— Begin —
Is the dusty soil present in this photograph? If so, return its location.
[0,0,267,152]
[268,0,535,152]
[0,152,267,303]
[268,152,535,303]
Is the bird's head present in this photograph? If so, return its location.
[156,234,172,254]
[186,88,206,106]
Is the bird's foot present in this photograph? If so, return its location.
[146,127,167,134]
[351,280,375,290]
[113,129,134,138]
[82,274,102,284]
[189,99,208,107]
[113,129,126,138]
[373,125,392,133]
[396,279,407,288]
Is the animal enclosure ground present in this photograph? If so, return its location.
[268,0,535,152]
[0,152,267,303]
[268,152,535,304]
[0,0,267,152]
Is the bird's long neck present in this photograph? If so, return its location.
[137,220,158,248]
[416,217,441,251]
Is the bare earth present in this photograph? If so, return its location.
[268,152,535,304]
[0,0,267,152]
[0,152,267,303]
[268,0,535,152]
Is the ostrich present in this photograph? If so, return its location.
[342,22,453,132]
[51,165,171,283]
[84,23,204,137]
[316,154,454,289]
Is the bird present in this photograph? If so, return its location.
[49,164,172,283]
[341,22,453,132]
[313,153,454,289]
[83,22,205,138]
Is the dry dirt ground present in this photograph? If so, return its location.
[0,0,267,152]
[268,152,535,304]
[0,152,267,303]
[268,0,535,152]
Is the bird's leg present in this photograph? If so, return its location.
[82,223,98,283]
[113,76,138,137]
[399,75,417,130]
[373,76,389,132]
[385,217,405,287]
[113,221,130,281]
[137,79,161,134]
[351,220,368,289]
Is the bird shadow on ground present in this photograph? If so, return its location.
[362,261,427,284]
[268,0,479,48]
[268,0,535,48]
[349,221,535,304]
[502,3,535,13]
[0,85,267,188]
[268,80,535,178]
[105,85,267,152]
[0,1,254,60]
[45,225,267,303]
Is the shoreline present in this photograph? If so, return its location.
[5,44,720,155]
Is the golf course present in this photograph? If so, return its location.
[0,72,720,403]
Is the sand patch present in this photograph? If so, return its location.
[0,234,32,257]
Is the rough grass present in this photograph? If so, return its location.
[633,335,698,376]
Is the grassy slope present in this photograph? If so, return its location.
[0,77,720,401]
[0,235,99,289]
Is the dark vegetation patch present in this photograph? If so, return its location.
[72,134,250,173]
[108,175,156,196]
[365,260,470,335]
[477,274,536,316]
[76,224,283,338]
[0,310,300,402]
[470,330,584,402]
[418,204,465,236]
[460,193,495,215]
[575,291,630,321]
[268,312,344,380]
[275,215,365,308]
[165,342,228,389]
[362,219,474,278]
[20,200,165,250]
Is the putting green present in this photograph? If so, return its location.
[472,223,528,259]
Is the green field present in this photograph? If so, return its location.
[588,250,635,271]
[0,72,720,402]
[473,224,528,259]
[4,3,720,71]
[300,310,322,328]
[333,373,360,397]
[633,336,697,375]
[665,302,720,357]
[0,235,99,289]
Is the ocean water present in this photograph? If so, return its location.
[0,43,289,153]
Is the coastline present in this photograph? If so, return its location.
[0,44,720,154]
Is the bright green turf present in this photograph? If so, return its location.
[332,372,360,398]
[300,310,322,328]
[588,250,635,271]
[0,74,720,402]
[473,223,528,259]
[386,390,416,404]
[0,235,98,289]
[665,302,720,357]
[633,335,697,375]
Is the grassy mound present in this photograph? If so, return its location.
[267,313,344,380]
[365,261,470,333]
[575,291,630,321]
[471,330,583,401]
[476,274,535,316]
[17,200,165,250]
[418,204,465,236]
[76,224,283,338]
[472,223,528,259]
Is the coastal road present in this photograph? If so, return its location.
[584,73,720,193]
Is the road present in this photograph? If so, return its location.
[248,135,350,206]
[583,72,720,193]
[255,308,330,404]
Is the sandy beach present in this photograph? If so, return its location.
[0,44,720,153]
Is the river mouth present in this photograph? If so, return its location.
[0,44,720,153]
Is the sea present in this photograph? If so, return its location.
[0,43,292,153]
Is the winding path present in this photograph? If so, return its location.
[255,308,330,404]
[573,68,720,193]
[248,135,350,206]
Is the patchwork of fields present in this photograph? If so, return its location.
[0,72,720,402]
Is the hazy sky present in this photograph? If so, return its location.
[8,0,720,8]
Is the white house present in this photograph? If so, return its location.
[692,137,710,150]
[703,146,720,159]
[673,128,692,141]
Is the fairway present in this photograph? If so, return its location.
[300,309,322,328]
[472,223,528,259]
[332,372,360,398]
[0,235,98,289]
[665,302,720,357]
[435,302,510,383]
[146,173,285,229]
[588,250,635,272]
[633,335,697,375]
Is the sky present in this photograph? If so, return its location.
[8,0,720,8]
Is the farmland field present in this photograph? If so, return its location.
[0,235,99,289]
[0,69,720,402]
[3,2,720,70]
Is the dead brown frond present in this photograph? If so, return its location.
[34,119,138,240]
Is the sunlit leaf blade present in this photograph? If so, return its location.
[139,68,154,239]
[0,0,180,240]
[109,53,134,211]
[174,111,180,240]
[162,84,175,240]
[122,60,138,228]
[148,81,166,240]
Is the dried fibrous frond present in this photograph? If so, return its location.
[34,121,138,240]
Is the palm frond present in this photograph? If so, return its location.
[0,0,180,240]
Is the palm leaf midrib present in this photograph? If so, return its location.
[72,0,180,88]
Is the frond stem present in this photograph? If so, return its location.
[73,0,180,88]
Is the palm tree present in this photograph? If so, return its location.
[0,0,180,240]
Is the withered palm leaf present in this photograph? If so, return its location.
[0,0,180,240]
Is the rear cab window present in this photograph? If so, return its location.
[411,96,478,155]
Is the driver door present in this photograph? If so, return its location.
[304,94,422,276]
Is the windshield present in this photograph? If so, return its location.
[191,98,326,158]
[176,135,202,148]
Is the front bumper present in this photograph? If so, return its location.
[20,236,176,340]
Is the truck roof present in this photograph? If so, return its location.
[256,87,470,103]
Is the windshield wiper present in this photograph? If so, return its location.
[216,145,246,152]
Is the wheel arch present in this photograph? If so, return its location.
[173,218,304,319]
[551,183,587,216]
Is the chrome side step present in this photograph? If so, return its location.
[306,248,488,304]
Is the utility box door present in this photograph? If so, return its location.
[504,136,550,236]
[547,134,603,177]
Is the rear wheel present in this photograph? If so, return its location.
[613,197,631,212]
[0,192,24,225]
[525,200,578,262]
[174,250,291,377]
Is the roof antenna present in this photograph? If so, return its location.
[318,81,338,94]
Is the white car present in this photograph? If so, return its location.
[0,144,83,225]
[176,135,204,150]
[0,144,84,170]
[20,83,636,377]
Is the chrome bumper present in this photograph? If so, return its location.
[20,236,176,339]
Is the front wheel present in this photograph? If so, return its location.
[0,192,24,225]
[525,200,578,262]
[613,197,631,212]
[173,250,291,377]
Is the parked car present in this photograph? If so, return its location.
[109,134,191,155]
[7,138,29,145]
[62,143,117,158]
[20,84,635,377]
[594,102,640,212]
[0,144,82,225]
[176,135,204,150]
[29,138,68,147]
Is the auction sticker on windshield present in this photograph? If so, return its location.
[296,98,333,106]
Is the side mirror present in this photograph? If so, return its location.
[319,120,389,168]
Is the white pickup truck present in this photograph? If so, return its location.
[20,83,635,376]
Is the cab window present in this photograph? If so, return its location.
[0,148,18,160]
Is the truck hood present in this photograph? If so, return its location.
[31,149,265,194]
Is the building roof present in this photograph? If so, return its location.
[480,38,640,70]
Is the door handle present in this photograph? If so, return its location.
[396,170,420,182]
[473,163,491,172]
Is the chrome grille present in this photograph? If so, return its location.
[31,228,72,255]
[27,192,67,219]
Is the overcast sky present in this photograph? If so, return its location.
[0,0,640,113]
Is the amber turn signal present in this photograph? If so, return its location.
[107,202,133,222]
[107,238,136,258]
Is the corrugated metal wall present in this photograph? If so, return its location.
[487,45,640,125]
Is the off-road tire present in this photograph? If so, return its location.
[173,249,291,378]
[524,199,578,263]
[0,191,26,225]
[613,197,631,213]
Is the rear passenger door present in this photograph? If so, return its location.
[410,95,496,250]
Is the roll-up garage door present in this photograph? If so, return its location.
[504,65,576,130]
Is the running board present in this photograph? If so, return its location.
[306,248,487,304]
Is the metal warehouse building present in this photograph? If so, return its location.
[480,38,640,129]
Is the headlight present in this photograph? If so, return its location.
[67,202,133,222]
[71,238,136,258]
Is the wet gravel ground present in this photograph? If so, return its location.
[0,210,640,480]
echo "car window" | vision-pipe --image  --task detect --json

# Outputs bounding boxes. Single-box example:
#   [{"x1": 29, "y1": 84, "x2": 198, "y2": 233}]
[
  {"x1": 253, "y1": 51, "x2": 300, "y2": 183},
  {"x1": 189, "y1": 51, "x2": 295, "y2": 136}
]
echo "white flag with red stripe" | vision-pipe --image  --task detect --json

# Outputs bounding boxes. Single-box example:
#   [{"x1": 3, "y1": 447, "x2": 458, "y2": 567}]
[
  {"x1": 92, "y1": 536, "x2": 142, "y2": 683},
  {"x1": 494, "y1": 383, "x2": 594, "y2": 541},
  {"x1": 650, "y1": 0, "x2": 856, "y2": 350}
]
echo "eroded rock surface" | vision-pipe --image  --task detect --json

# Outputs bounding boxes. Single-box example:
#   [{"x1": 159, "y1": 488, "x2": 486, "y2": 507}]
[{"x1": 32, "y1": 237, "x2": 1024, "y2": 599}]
— End —
GIVEN REQUEST: How many lines in the rows above contain the string "windshield"? Reply with the number alone.

TASK RESPONSE: 3